→ **Exercise aim**:
In the entries below, find the line containing "Where can the refinery". Copy it and all lines after it, exactly, through the end.

(Object pointing dataset rows)

· · · ·

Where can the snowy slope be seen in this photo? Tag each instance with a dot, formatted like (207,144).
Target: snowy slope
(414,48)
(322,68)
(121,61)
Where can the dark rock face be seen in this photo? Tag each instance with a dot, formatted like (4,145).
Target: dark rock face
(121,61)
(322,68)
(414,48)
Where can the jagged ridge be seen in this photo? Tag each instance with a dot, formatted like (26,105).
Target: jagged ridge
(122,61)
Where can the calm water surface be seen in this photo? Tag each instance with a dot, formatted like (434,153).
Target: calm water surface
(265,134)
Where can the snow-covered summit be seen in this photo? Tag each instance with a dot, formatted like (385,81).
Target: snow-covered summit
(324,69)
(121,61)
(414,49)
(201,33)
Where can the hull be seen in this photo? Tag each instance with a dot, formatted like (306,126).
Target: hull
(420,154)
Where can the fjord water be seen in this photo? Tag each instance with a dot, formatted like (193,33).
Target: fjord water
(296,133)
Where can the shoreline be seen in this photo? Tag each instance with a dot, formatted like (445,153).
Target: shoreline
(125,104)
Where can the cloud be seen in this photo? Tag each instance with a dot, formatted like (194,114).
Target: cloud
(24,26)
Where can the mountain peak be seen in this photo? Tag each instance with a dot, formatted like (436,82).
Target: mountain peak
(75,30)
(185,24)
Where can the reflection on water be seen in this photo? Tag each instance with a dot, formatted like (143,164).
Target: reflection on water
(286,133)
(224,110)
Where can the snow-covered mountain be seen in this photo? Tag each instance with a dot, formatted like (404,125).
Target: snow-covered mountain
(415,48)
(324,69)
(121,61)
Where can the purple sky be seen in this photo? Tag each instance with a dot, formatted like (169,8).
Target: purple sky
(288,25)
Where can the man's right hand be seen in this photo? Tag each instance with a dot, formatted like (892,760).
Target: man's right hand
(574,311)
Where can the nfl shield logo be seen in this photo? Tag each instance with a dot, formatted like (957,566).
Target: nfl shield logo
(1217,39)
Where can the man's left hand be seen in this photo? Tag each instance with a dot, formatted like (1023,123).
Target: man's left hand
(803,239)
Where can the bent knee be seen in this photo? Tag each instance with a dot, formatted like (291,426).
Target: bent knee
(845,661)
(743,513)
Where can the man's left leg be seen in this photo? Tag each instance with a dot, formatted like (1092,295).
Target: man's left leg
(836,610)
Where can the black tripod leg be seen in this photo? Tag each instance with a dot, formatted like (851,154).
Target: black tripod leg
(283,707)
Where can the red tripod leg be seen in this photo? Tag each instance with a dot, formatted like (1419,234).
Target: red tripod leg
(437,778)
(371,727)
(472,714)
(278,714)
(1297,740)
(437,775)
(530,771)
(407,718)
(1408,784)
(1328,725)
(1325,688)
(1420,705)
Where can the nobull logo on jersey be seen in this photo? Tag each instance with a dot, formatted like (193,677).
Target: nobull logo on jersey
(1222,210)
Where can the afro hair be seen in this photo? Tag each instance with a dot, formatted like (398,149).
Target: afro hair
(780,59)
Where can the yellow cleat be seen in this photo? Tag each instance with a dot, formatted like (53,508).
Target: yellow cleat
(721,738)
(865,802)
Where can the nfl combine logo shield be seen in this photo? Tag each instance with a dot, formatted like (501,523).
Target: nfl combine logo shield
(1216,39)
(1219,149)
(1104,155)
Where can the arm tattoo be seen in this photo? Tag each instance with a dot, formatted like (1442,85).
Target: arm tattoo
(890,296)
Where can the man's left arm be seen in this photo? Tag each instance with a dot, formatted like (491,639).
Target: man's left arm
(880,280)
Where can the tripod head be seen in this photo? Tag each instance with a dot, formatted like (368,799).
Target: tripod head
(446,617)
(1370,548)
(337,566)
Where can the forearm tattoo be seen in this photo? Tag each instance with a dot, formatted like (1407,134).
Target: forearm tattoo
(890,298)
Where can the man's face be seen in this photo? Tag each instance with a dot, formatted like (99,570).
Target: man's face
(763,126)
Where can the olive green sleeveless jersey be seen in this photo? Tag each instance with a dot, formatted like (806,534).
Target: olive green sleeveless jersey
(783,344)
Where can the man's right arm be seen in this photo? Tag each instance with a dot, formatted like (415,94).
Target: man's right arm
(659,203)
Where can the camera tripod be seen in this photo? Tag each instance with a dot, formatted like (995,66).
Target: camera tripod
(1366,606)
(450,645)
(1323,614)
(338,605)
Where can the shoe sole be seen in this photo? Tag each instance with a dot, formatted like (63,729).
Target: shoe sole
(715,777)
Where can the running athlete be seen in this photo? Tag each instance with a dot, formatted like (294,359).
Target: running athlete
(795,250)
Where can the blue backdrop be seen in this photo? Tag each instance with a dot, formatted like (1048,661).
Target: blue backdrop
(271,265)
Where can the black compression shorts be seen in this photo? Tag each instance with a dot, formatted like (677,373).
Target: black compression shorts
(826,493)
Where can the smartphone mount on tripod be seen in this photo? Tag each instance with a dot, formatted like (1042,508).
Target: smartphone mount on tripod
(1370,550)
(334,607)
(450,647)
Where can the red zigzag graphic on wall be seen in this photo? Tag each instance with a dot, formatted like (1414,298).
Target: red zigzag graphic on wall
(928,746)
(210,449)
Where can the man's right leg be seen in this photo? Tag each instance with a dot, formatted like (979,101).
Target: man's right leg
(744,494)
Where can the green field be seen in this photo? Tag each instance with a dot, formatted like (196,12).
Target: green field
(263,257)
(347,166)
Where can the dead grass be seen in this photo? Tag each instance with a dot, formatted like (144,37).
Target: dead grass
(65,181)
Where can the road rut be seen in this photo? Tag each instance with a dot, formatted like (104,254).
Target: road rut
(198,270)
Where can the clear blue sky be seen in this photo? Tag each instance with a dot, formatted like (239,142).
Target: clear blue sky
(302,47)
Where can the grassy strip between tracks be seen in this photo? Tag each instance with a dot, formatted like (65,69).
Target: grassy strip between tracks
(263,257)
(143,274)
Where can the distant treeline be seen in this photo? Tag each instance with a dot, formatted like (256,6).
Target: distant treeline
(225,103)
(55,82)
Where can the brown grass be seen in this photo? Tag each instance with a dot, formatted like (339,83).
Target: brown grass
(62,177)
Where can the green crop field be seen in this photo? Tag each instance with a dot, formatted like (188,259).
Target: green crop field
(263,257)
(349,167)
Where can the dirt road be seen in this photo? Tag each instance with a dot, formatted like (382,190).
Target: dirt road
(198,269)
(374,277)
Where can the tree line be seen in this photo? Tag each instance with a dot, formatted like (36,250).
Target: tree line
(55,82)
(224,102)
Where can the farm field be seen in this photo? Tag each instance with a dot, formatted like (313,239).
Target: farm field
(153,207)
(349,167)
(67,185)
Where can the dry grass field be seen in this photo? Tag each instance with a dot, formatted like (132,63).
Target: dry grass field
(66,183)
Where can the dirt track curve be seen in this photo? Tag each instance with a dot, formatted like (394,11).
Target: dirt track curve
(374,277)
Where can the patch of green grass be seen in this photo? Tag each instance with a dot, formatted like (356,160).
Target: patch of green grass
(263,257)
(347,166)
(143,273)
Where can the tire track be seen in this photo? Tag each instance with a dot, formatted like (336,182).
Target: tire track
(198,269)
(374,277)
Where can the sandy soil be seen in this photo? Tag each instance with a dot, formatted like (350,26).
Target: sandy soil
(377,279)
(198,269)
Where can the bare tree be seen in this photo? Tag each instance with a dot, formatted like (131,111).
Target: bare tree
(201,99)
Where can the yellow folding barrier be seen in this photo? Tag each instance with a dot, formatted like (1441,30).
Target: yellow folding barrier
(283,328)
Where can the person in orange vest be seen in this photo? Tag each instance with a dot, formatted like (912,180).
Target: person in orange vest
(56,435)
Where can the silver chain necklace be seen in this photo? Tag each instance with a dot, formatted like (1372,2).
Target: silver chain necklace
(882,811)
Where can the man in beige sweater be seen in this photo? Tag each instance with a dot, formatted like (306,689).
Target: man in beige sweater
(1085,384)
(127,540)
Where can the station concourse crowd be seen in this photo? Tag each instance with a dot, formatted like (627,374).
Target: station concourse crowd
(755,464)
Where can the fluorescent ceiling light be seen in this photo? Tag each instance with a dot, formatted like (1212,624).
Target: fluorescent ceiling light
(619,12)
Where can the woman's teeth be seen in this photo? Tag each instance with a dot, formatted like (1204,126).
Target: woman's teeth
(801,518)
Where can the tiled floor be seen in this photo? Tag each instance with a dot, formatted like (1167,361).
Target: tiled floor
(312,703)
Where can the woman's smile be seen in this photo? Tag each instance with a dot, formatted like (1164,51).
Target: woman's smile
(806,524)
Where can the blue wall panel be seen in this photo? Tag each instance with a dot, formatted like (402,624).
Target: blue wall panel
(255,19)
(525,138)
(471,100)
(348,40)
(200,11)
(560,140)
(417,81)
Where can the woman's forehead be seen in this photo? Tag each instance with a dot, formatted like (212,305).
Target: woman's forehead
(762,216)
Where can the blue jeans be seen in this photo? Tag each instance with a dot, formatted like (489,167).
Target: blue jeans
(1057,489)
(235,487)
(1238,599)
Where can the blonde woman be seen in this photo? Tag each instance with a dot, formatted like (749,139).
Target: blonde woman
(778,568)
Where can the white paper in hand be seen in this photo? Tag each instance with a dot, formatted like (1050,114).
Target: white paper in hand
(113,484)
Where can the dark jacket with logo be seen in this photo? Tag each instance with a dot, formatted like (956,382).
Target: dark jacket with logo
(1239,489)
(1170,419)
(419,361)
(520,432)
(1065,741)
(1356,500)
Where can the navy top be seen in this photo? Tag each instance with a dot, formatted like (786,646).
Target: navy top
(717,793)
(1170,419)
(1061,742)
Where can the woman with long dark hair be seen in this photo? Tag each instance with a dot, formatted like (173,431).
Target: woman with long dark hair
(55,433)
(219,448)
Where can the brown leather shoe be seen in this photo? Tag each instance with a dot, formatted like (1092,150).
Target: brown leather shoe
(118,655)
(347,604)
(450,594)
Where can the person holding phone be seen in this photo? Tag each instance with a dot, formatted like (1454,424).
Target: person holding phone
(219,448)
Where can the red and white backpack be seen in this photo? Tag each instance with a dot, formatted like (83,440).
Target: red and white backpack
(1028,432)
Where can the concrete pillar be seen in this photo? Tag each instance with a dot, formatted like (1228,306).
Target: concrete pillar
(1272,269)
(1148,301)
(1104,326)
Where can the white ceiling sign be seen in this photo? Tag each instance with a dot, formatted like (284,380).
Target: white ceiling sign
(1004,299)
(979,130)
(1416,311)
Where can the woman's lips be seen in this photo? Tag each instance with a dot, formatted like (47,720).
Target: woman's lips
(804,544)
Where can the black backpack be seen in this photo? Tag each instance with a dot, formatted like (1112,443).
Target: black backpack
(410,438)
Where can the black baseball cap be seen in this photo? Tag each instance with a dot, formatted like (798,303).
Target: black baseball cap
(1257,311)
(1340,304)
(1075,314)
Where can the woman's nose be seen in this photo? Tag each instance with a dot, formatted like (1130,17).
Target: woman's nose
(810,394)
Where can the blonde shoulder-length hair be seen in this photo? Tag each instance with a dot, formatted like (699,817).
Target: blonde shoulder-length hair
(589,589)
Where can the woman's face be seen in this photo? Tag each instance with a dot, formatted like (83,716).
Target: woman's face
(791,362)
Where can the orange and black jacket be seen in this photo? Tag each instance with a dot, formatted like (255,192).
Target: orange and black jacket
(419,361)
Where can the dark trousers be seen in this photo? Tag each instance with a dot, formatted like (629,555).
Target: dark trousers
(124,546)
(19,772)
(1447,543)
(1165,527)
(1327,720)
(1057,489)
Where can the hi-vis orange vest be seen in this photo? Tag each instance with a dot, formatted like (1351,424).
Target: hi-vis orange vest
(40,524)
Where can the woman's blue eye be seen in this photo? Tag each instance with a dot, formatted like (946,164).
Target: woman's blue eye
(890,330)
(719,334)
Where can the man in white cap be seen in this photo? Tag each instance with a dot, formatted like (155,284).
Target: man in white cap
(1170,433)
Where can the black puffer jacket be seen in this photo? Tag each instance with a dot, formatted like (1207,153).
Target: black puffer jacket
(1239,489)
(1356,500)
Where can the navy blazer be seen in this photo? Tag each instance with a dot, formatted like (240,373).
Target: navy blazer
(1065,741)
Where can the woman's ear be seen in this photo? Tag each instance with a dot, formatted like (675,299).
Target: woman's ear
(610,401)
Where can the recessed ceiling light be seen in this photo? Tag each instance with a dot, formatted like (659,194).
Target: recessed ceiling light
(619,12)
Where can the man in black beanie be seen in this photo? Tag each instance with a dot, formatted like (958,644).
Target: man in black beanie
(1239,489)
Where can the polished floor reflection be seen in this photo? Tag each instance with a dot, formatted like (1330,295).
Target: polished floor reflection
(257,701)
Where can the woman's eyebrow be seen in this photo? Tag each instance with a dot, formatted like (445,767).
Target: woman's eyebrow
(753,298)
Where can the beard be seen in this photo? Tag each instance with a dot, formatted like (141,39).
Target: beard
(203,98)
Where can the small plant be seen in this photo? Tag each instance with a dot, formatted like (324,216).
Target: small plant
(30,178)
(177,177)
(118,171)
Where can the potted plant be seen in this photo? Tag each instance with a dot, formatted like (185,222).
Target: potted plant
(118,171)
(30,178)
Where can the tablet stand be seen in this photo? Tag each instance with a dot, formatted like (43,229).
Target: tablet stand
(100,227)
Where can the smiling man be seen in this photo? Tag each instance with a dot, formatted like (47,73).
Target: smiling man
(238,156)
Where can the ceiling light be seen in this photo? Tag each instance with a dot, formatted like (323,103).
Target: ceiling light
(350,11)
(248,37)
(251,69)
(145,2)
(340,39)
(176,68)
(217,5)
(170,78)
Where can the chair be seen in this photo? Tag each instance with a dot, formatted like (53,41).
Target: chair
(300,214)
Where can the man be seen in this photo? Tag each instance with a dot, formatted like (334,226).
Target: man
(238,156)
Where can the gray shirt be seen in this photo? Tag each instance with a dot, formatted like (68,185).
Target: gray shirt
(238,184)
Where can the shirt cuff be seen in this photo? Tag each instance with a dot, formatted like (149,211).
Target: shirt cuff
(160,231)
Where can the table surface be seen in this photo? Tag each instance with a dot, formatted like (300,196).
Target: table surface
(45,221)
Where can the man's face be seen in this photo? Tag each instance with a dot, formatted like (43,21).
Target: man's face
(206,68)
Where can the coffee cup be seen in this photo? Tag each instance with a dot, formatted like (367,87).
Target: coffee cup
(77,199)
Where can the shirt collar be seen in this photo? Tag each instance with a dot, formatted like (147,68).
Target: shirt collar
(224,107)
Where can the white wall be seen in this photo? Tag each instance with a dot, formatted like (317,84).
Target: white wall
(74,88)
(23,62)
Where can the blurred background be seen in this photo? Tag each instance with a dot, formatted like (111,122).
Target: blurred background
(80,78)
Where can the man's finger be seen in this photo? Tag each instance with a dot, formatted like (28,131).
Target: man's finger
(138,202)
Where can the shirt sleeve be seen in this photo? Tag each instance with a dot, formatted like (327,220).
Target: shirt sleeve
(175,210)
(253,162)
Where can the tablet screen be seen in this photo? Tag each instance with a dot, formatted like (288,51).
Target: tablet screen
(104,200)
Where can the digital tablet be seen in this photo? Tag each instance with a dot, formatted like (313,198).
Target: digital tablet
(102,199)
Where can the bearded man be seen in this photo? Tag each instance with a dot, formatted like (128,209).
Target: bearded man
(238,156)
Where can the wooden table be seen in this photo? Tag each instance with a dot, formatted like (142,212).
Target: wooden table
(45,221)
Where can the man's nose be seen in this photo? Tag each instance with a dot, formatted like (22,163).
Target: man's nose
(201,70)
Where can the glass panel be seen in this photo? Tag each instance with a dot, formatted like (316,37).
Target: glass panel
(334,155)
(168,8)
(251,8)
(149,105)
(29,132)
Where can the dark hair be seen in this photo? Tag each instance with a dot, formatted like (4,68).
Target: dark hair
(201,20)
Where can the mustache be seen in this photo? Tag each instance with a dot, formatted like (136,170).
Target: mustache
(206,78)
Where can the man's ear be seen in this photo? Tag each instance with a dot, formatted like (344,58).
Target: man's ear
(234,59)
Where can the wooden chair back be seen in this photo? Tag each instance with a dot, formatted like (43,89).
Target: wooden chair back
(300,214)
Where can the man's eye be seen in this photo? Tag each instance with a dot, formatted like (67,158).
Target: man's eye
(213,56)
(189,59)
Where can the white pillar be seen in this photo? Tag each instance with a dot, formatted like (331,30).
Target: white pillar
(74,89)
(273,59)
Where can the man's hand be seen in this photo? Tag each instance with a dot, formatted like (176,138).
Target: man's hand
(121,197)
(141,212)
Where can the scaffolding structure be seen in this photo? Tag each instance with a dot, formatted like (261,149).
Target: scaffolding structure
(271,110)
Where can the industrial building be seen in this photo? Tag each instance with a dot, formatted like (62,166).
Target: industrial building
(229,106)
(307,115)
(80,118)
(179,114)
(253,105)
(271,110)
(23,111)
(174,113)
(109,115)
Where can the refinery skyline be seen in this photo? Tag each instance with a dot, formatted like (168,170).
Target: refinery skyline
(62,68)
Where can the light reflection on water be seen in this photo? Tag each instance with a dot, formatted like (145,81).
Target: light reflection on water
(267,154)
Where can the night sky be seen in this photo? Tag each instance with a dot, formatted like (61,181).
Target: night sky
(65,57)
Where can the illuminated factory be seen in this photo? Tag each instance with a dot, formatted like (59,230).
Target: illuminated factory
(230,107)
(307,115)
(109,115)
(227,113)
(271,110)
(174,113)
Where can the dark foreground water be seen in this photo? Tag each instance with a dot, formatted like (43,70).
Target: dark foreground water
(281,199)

· · · ·

→ **Exercise output**:
Where can the refinery skyline be seen in this photo? Tag each instance with a dot, formatted like (168,170).
Target: refinery skyline
(62,68)
Where can the light reflection on water be seen in this photo? Tag each instance with a dot, formatted like (145,81).
Target: light reflection on water
(267,154)
Where can the night sky be seen in this photo? Tag each instance with a dot, formatted like (61,181).
Target: night sky
(65,57)
Where can the illuminated factory be seen in this photo? Tag each instance with a dot, formatted like (59,230).
Target: illuminated factory
(230,107)
(307,115)
(109,115)
(227,113)
(271,110)
(174,113)
Where can the dark foreground water be seen in this photo? Tag each instance with a dot, formatted like (43,70).
Target: dark foreground water
(281,199)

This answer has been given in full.